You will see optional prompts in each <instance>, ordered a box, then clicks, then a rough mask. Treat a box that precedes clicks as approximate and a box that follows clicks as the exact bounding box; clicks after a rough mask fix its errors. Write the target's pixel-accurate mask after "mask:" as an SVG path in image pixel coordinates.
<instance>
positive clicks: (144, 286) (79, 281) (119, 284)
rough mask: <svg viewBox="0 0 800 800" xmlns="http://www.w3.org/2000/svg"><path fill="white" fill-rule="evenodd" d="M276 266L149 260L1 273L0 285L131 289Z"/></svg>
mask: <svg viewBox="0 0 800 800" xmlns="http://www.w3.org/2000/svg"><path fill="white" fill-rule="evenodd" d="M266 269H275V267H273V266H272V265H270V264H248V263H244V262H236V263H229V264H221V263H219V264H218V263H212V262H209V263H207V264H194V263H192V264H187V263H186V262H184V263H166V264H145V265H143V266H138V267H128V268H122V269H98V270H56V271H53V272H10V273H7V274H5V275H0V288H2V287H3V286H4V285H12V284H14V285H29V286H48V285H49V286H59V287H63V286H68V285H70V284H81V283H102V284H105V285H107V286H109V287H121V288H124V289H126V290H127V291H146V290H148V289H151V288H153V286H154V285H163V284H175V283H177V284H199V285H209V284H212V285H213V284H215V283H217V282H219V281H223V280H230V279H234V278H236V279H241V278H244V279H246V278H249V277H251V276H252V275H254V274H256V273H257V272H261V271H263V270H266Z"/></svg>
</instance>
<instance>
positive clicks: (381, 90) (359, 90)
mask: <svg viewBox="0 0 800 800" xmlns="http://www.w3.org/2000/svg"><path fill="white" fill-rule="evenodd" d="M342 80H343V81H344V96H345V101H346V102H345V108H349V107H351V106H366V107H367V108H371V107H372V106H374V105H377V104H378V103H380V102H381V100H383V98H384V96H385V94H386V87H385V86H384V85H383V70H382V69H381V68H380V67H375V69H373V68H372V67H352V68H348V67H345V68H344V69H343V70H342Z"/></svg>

Work to complete. Using the data above, reproduce every line exactly.

Answer space.
You will see optional prompts in each <instance>, ordered a box, then clicks, then a rough mask. Treat a box that precedes clicks as approximate and a box that follows clicks as the exact bounding box; clicks after a rough mask fix its errors. Write the target's pixel-accurate mask after "mask:" as an SVG path in image pixel coordinates.
<instance>
positive clicks: (144, 286) (79, 281) (119, 284)
rough mask: <svg viewBox="0 0 800 800" xmlns="http://www.w3.org/2000/svg"><path fill="white" fill-rule="evenodd" d="M276 266L149 260L1 273L0 285L131 289Z"/></svg>
mask: <svg viewBox="0 0 800 800" xmlns="http://www.w3.org/2000/svg"><path fill="white" fill-rule="evenodd" d="M266 269H275V267H273V266H272V265H270V264H248V263H244V262H236V263H229V264H221V263H219V264H218V263H212V262H209V263H207V264H194V263H192V264H187V263H186V262H184V263H166V264H145V265H143V266H138V267H128V268H122V269H98V270H56V271H53V272H10V273H7V274H5V275H0V288H2V287H3V286H4V285H12V284H14V285H29V286H48V285H49V286H59V287H63V286H68V285H70V284H81V283H102V284H105V285H107V286H109V287H121V288H124V289H126V290H127V291H146V290H148V289H151V288H153V286H154V285H163V284H175V283H177V284H199V285H209V284H212V285H213V284H215V283H217V282H219V281H223V280H230V279H234V278H236V279H241V278H244V279H246V278H249V277H251V276H252V275H254V274H256V273H257V272H261V271H263V270H266Z"/></svg>
</instance>
<instance>
positive clicks: (381, 90) (359, 90)
mask: <svg viewBox="0 0 800 800" xmlns="http://www.w3.org/2000/svg"><path fill="white" fill-rule="evenodd" d="M342 80H343V81H344V96H345V101H346V102H345V108H349V107H351V106H366V107H367V108H371V107H372V106H374V105H377V104H378V103H380V102H381V100H383V98H384V96H385V94H386V87H385V86H384V85H383V70H382V69H381V68H380V67H375V69H373V68H372V67H352V68H348V67H345V68H344V69H343V70H342Z"/></svg>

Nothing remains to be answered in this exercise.